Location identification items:
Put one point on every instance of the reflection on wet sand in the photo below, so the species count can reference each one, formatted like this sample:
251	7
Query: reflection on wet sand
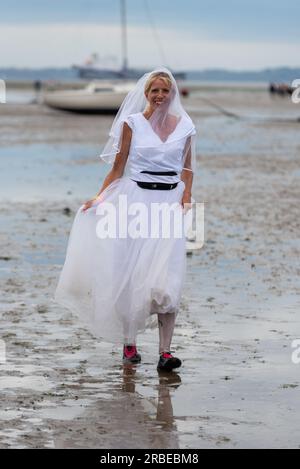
127	420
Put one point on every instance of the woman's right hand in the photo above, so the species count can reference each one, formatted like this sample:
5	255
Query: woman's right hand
88	204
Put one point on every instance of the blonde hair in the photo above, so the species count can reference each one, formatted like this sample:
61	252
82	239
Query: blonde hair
165	77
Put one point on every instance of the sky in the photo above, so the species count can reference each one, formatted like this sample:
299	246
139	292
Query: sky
182	34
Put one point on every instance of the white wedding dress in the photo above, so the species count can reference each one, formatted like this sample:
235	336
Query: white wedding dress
117	286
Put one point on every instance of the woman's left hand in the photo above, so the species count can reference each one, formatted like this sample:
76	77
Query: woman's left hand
186	201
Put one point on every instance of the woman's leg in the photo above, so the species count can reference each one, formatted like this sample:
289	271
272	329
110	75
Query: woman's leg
166	323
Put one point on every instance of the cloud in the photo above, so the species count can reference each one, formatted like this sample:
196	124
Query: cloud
61	45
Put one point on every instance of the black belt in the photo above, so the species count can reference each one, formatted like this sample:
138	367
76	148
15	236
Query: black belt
158	185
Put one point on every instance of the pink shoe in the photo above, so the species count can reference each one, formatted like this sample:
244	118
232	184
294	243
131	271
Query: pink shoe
130	354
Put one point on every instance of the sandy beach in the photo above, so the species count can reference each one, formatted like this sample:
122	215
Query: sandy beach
238	386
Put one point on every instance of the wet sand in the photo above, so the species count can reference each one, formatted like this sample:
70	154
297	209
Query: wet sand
238	386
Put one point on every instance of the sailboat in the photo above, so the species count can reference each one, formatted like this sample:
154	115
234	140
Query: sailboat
93	70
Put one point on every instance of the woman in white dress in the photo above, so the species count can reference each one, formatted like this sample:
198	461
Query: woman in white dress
122	271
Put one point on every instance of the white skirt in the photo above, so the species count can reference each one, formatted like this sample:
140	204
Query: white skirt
117	285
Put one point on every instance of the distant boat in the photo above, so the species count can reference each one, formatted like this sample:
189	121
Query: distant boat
96	97
93	70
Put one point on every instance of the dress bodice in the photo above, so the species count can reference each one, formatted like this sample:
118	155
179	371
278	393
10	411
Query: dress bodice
149	153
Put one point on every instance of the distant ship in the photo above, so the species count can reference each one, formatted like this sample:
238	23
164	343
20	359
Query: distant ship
93	70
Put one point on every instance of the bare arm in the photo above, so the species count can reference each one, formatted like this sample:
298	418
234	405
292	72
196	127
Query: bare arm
117	170
187	177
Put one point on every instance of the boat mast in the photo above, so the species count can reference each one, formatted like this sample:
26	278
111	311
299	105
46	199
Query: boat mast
124	36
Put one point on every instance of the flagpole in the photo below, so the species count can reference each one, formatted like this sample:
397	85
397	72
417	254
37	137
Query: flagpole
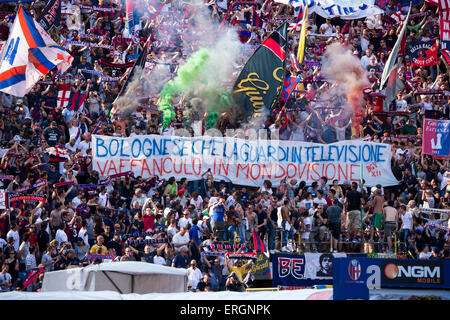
362	225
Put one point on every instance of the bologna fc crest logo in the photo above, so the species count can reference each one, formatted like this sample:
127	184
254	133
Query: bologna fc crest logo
354	269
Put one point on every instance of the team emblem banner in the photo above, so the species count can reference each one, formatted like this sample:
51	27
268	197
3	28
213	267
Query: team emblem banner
423	53
436	137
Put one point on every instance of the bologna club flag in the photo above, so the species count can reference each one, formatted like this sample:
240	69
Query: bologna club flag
423	53
51	15
76	101
28	55
259	84
436	138
289	85
258	244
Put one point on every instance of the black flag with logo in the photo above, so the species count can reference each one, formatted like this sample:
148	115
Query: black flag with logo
51	15
260	82
140	62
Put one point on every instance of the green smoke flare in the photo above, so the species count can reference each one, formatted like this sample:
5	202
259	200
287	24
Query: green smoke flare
186	78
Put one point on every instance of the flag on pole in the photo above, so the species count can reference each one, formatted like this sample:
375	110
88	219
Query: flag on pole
29	54
129	19
259	84
63	95
297	23
392	60
140	62
258	244
302	41
50	15
288	87
76	101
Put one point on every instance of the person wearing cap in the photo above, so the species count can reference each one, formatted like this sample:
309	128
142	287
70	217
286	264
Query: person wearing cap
138	198
71	258
52	134
22	109
99	247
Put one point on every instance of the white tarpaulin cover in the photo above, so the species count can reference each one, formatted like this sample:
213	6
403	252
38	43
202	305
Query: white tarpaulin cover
122	277
305	294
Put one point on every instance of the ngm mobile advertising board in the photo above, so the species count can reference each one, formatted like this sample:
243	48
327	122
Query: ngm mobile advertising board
354	277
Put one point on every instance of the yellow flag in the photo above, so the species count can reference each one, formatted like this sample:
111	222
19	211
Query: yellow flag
302	42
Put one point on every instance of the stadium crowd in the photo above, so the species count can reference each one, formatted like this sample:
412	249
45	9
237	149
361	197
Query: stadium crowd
163	221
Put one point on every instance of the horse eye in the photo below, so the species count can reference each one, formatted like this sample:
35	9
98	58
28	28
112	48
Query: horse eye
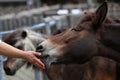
19	47
76	30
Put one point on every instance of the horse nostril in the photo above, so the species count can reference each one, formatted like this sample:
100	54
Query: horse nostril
40	48
7	69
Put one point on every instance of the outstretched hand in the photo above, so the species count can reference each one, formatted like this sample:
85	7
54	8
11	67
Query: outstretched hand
30	56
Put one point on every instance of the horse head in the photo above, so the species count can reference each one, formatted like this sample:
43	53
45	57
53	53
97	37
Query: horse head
77	44
23	39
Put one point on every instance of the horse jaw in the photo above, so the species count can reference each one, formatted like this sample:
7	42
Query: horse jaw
51	50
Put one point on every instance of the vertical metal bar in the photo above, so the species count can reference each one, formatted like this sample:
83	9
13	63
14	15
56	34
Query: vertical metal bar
48	29
1	64
37	74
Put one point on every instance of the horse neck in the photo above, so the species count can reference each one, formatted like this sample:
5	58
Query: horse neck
105	51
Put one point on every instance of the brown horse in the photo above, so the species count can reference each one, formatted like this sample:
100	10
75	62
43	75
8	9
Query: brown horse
96	69
81	43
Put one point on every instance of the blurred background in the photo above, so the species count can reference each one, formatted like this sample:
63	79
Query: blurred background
53	13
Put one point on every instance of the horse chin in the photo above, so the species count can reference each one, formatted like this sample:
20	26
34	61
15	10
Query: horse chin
49	61
10	72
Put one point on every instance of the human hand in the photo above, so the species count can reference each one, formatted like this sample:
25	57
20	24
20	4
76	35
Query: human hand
30	56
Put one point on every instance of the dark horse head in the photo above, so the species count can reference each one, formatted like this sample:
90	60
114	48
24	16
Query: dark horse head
82	42
23	39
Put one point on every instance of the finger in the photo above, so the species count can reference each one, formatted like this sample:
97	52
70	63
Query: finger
40	63
37	54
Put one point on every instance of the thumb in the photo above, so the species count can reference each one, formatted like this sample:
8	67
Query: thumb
37	54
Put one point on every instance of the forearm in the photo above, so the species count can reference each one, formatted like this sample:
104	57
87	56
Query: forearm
10	51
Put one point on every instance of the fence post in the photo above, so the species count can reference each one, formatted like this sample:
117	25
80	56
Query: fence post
1	64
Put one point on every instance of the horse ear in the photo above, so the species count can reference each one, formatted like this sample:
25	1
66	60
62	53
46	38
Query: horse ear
100	15
24	34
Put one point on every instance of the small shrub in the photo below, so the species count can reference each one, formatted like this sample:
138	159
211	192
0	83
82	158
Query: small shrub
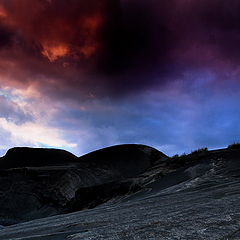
234	146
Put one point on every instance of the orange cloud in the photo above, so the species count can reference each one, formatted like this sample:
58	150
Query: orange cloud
54	51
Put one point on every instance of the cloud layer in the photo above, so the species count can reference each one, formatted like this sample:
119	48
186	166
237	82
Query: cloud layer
85	74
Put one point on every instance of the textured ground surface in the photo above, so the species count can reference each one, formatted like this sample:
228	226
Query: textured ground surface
199	202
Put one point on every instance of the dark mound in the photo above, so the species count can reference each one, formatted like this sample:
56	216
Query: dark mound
128	160
38	183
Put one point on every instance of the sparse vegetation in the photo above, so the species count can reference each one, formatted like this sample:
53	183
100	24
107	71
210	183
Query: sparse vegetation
187	158
234	146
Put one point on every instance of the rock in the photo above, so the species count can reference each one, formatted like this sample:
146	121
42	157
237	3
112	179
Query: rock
46	182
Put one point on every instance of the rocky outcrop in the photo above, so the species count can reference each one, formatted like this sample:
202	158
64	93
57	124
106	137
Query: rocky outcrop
195	197
46	182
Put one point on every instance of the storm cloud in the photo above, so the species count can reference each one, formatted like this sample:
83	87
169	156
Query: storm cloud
117	71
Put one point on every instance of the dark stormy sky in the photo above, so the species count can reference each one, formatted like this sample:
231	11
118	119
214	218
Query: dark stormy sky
83	75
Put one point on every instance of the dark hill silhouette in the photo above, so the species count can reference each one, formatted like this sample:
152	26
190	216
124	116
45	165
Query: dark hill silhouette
35	157
137	191
46	181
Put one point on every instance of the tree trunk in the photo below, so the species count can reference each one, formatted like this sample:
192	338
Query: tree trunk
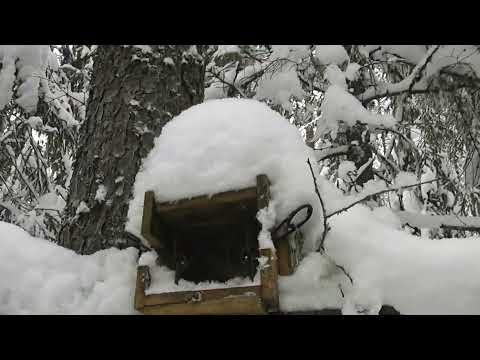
134	93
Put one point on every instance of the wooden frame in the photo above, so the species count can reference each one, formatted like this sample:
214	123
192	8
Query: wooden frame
247	300
260	299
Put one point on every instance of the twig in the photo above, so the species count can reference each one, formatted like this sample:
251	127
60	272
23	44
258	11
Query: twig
325	225
377	193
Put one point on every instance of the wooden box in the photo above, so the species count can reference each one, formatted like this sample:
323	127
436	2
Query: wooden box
205	222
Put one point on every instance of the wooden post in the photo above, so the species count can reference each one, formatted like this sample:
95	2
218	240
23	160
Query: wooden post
142	276
269	279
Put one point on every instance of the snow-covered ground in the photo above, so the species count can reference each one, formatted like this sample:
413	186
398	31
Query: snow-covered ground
388	266
40	277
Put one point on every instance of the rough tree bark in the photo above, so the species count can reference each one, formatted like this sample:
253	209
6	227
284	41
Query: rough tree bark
134	93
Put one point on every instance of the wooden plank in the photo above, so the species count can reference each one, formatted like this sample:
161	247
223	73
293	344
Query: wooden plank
206	295
235	305
269	278
200	202
142	275
148	218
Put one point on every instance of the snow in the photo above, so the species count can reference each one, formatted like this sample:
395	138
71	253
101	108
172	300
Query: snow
169	61
101	193
25	64
335	76
280	87
414	275
315	285
345	169
162	279
293	52
352	71
430	221
339	105
82	208
39	277
51	201
35	122
331	54
231	141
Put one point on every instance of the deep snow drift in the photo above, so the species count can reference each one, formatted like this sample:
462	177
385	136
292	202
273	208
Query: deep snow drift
388	266
40	277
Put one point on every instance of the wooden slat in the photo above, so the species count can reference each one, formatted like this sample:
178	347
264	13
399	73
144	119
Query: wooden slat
207	201
148	217
236	305
269	278
207	295
140	287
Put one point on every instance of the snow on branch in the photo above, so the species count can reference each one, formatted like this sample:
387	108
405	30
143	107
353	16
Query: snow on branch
370	194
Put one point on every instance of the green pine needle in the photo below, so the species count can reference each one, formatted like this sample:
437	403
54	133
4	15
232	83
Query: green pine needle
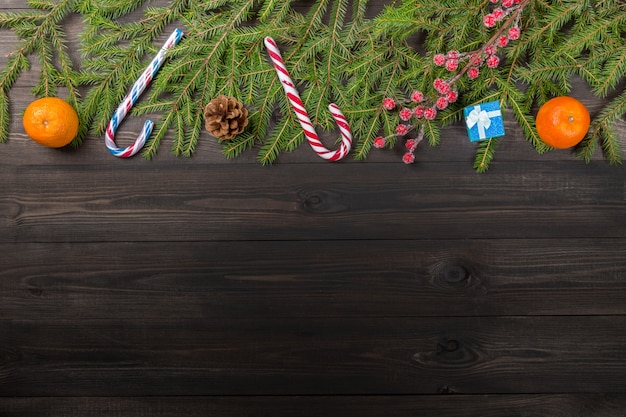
334	54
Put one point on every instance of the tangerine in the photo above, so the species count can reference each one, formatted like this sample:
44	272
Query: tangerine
562	122
51	121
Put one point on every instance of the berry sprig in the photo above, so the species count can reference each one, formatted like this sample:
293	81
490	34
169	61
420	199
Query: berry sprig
422	107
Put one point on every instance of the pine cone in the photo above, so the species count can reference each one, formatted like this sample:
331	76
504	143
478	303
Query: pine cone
225	117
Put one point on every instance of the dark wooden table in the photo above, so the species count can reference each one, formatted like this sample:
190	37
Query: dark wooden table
210	287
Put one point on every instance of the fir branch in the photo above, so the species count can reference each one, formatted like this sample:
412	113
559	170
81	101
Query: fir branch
484	154
39	32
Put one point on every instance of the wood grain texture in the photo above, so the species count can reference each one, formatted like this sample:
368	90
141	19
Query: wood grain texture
322	356
211	287
559	405
198	202
342	279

[Problem details]
Copy out exactly the lines running from the line with "Put one point on every instance of the dark wooden" to the end of the records, inclusive.

[Task response]
Put one point on every instance of the dark wooden table in the photo above, so the species count can reference each one, formatted like this sample:
190	37
Query: dark wooden table
210	287
Put one point on every instance of the fir branch in the photo above, so the species count can reference each one, formatted like this sample:
412	113
559	170
81	101
Query: fir branch
484	154
39	32
Put one point on every instance of the wood grain texture in the photo above, so the species count can reference each one, formatted like this sample:
368	90
141	19
Query: wood grain texture
322	356
211	287
559	405
198	202
342	279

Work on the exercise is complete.